-- Trecho da página --
● ● ●

A descoberta da imunização mudou novamente o rumo da medicina. “Estudando as mulheres responsáveis pela ordenha das vacas, Edward Jenner descobriu que a amostra presente nos bovinos tornava os humanos imunes à varíola”, conta Roehe. O professor descreve que as primeiras noções de vacinação se baseavam em transmissão em série, através de amostras sanguíneas, de uma pessoa curada para todos que ainda não contraíram determinada doença.
Vacina deriva de Vaccinia, o agente infeccioso da varíola. “A vacina tem efeito homeopático, pois ela é a inoculação do vírus. É uma dose reduzida do que seria o veneno para o combate da doença. Não é batalhar com algo contrário a doença, mas tentar lidar com o próprio vírus”, acredita Juliane. Porém, apesar de seus benefícios, as vacinas nem sempre foram bem vistas. No Rio de Janeiro, em 1904, a Revolta da Vacina deixou sequelas na contemporaneidade. A própria campanha contra a gripe A, em 2009, mostrou que o pânico fez com que muitos resistissem à imunização.
O alarme em torno da gripe A, nos últimos três anos, se deu por se tratar do mesmo vírus da gripe espanhola. Em aves existem em torno de 16 hemaglutininas e 9 neuraminidases. “Por isso, eventualmente surgem problemas como a gripe aviária, o H5N1. Não é uma amostra que normalmente circule em humanos, contudo num certo momento ela conseguiu pular essa barreira de espécie”, exemplifica Roehe.
Toda epidemia possui uma curva de andamento, elas não duram para sempre e raramente acabam com uma espécie. “Quando se tem uma ampla população não resistente, ocorre um grande pico de casos. Uma parcela, maior ou menor, vai morrer. Outra vai ter a infecção e sobreviverá. Alguns tem a doença, mas subclínica, sem sinais. Até que surja uma população resistente”, declara o especialista.
Um exemplo recente desse ciclo foi a Síndrome Respiratória Aguda Grave (SARS). Nascida na China, em 2002, a enfermidade contaminou boa parte da Ásia. “Não chegou a ser uma pandemia e ficou restrita a um continente, porque essa amostra não estava tão adaptada a humanos que permitisse a difusão de uma pessoa para outra”, crê Roehe.
Os vírus, as bactérias e vários outros microorganismos possuem uma função e fazem parte da teia alimentar que inclui todos os seres vivos. O professor de virologia ressalta: “Pandemias sempre vão ocorrer, de tempos em tempos. A chance sempre existe, mas hoje em dia todos estão muito mais alerta. A vigilância sanitária e a agilidade são maiores e melhores.”
Número de pessoas com AIDS preocupa
A Síndrome da Imunodeficiência Adquirida (AIDS) é considerada uma pandemia global. A Joint United Nations Program on HIV/AIDS (Unaids), órgão criado pela OMS em 1996 para combater o vírus, estima que 15 mil pessoas sejam contaminadas por dia no mundo.
A África é o continente mais afetado, 20% da população da África do Sul possui HIV. No Brasil, mais de 730 mil pessoas enfrentam a doença. “A falta de prevenção no início da propagação permitiu um intercâmbio de amostras”, aponta Paulo Michel Roehe.
Os primeiros registros de mortalidade pela doença datam de 1969, porém sua origem ainda é motivo de debate para a ciência. Outro mistério é a cura, impossibilitada pela mutação contínua do vírus e sua capacidade de inserção em células humanas. “No caso da AIDS tem o problema de que a variabilidade antigênica é muito grande, o vírus varia muito mesmo. É praticamente impossível o desenvolvimento de uma vacina que defenda alguém de todas as amostras”, informa o virologista. Ele ilustra que o vírus não coevolui com o homem, dificultando as pesquisas focadas na sua erradicação.

● ● ●

-- Extrato de dados --

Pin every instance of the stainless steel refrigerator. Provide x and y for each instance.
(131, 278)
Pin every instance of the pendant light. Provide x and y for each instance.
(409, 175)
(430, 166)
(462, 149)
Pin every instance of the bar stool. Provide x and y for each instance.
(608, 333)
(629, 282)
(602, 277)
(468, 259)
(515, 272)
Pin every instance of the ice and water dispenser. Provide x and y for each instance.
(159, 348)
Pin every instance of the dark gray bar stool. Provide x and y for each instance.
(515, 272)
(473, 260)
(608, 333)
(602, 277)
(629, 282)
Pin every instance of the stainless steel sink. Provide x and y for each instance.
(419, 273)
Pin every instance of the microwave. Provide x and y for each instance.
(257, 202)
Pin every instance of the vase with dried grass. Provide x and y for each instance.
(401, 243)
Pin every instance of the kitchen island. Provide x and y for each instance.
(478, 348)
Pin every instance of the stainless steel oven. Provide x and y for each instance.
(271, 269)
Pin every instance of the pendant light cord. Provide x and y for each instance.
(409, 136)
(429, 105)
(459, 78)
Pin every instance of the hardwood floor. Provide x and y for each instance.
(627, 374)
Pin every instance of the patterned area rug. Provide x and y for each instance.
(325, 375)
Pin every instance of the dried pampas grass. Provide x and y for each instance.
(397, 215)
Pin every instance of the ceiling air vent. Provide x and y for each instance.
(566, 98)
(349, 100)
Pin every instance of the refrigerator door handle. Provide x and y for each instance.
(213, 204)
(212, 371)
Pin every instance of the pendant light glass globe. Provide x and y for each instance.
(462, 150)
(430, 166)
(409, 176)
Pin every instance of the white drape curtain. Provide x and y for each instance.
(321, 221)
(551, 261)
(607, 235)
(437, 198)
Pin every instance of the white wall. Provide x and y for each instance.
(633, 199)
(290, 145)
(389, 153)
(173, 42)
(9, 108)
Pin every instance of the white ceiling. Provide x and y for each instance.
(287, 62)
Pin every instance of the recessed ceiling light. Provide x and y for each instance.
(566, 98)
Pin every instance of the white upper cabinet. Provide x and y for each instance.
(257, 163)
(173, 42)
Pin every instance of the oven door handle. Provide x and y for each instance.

● ● ●

-- Ordem de serviço --
Reproduza sem nenhuma alteração a passagem do texto sobre epidemias que vai de "A África é o" até "na sua erradicação.". Não é preciso consultar as linhas.

-- Resultado do exercício --
A África é o continente mais afetado, 20% da população da África do Sul possui HIV. No Brasil, mais de 730 mil pessoas enfrentam a doença. “A falta de prevenção no início da propagação permitiu um intercâmbio de amostras”, aponta Paulo Michel Roehe.
Os primeiros registros de mortalidade pela doença datam de 1969, porém sua origem ainda é motivo de debate para a ciência. Outro mistério é a cura, impossibilitada pela mutação contínua do vírus e sua capacidade de inserção em células humanas. “No caso da AIDS tem o problema de que a variabilidade antigênica é muito grande, o vírus varia muito mesmo. É praticamente impossível o desenvolvimento de uma vacina que defenda alguém de todas as amostras”, informa o virologista. Ele ilustra que o vírus não coevolui com o homem, dificultando as pesquisas focadas na sua erradicação.